(Exercise):
There is a line containing "of the cluster" in the records below. Repeat it and every line after it, exactly, through the final line, but no pictures.

(Data supplied):
===

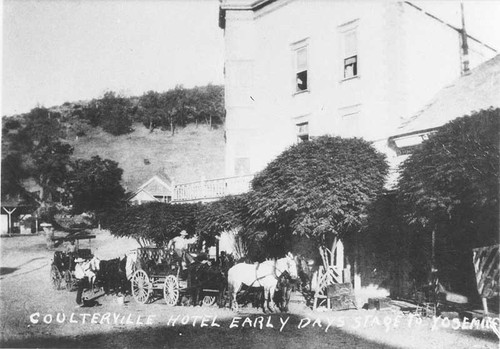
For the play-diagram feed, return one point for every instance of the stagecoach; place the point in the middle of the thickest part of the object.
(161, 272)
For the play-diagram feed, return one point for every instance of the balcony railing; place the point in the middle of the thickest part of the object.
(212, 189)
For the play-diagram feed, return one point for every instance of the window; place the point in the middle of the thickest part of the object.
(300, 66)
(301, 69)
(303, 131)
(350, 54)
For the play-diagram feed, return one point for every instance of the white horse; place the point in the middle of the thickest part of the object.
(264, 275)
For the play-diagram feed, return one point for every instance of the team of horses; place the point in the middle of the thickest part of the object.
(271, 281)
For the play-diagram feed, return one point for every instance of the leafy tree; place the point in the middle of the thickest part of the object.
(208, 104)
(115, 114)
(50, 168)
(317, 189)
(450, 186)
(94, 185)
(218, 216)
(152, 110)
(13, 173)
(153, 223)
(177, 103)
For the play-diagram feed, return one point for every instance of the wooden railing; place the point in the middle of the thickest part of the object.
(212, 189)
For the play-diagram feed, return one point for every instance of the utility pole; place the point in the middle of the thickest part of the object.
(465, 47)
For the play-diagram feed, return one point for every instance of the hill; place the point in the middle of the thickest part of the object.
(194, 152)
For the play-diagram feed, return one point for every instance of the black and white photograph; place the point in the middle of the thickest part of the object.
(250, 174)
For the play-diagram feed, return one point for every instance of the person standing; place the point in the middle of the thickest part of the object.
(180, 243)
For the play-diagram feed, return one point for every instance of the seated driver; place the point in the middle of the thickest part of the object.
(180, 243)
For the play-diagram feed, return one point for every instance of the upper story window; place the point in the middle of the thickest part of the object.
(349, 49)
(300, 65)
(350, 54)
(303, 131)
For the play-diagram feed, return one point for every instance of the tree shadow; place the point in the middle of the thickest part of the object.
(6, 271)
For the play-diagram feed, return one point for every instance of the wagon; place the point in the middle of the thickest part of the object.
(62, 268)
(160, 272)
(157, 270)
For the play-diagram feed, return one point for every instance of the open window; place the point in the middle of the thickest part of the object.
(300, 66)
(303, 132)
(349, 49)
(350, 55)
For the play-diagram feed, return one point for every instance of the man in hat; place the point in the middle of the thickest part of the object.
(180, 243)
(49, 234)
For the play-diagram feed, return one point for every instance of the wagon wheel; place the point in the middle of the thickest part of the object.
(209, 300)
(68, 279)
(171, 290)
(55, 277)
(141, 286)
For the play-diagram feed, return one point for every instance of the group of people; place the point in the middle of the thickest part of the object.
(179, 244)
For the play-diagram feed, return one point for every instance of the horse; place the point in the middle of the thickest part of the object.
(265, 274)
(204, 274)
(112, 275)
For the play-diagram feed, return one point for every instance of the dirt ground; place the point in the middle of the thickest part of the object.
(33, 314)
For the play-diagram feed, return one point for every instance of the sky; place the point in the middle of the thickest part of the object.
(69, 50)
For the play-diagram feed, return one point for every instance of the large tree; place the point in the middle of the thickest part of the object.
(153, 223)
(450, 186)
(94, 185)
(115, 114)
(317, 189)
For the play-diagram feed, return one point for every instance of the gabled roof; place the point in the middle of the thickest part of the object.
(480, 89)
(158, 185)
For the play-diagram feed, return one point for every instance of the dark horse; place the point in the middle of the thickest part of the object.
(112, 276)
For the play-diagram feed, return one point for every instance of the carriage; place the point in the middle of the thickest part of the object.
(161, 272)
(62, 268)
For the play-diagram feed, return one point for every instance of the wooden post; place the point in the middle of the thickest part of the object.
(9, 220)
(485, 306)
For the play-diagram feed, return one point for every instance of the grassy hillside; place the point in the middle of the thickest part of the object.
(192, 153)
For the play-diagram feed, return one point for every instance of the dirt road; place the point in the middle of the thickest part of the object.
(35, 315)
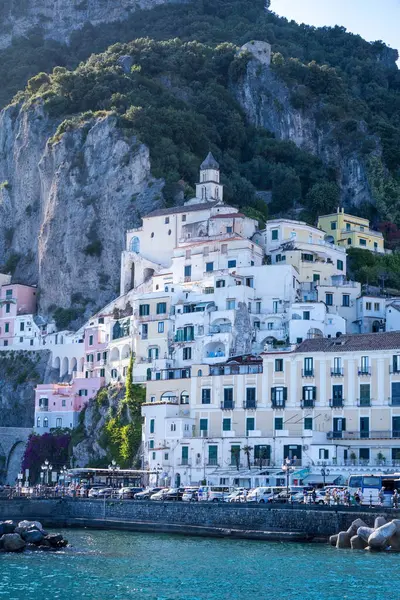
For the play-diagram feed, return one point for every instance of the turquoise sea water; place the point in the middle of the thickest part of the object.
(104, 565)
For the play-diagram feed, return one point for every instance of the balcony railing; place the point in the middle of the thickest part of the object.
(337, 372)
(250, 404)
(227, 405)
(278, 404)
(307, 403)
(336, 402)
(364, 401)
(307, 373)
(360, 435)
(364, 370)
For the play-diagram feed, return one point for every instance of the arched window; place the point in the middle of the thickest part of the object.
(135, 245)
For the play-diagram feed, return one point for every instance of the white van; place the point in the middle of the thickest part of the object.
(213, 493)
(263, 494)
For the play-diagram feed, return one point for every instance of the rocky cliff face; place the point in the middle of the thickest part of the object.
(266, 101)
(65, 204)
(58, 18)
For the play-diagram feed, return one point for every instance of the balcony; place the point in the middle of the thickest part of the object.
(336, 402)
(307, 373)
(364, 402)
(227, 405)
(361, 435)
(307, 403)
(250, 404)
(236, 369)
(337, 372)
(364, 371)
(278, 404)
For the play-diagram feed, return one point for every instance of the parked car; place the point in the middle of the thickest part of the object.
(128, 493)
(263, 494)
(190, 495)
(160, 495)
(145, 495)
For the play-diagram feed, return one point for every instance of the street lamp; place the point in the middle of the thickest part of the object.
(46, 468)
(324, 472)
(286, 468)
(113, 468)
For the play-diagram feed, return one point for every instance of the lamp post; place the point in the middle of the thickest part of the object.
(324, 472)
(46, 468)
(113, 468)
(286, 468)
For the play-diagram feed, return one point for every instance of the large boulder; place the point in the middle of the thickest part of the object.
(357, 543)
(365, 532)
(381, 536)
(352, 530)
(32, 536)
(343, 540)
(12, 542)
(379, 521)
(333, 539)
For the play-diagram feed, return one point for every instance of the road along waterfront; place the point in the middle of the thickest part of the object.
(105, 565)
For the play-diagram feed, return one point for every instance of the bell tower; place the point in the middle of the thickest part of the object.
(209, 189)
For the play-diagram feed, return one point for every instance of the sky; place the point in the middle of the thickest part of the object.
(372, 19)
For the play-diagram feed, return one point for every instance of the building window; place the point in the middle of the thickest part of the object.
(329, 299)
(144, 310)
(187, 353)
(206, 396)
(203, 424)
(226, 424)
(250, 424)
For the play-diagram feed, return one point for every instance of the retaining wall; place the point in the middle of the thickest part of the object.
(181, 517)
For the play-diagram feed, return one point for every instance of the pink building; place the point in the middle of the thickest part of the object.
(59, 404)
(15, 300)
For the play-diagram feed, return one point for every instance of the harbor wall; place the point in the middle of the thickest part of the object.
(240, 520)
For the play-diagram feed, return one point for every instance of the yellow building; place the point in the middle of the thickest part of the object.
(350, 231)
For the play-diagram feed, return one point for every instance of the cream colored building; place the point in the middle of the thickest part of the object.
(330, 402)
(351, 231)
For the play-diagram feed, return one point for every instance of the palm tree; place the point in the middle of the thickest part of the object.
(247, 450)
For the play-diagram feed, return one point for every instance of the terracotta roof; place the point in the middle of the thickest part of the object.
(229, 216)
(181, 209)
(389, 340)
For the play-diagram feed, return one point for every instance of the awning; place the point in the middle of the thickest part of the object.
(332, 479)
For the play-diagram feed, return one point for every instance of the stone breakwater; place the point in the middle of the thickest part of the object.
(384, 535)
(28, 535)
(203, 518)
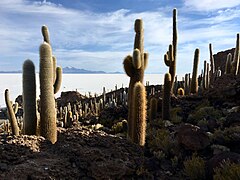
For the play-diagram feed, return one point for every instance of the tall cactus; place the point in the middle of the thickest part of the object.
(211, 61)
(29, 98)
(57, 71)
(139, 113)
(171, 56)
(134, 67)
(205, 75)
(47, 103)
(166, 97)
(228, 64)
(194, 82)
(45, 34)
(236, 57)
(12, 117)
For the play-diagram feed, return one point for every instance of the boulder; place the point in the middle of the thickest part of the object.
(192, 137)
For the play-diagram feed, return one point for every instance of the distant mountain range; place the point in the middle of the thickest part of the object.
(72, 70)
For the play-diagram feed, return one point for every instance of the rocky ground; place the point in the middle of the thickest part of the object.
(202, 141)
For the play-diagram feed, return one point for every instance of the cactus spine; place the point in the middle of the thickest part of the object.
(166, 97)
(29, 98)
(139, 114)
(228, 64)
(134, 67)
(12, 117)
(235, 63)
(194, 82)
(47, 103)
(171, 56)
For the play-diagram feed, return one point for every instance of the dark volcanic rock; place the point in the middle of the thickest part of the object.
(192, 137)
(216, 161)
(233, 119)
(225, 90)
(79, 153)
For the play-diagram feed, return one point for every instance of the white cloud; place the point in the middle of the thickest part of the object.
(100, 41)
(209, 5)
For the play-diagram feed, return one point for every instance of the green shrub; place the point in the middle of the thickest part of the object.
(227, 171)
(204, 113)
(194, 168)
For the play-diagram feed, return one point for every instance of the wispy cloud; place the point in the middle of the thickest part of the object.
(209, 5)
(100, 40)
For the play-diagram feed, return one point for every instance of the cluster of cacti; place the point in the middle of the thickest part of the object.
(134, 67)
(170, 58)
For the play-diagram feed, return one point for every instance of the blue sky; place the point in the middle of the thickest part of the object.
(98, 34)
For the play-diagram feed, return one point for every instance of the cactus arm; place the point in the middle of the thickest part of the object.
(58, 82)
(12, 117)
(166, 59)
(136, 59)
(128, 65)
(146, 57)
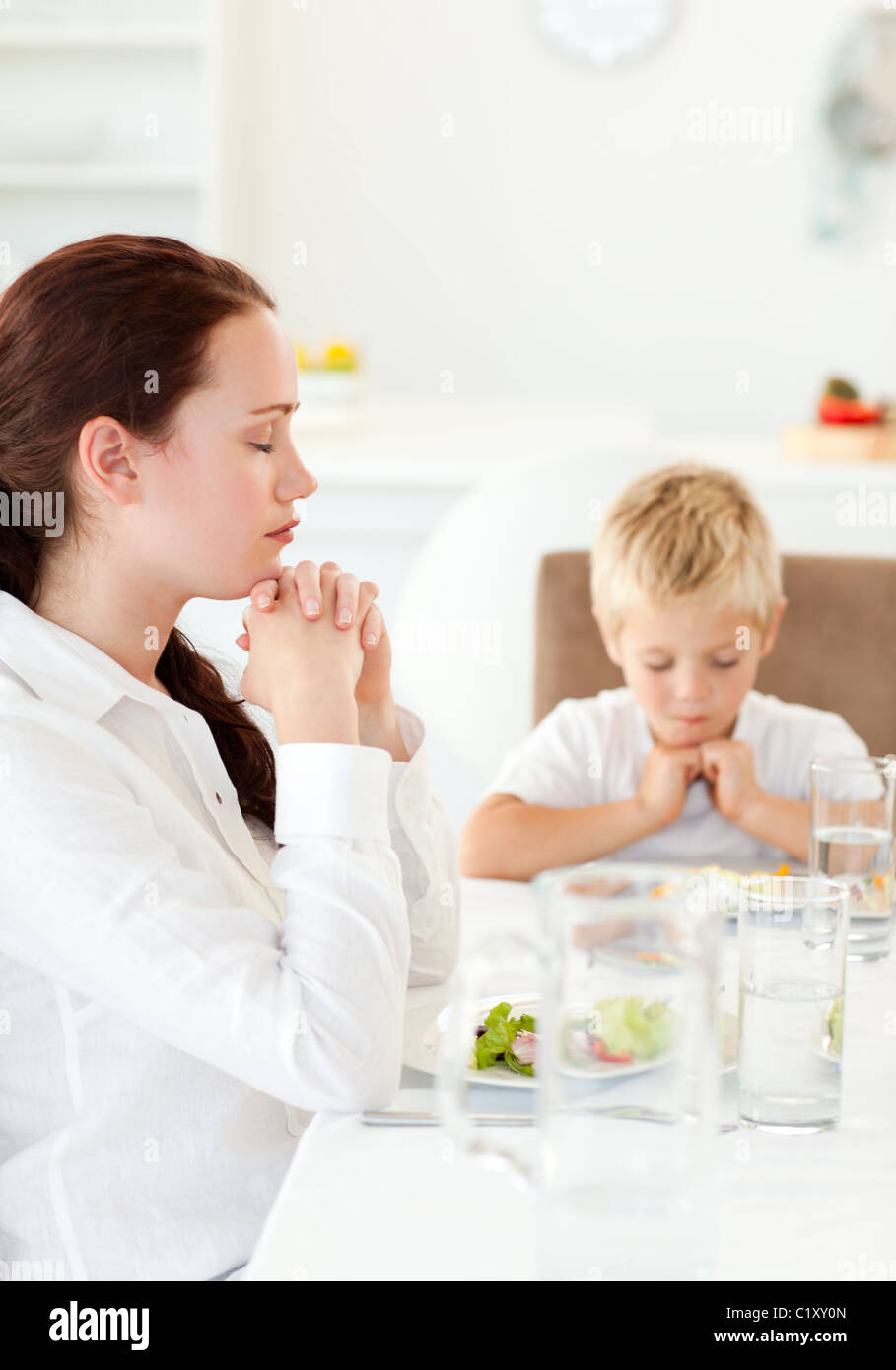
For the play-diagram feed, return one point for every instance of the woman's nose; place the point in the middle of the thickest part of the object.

===

(Expected output):
For the play-diagram feed, return one point for every instance of the cluster of cacti; place the point in the middle of the thickest part of the object.
(134, 67)
(170, 58)
For the play-diagram feed, return one point for every instance of the blue sky; place the point in the middle of the thickest part of the object.
(98, 34)
For the play-diagram feed, return one point for every instance of the cactus arm; place the point in the middle of the thickest part of the object.
(58, 82)
(12, 117)
(166, 59)
(136, 59)
(128, 65)
(146, 57)
For the play-diagram feed, return one point for every instance of the woman's nose; place the point in the middle of the thickest part of the object.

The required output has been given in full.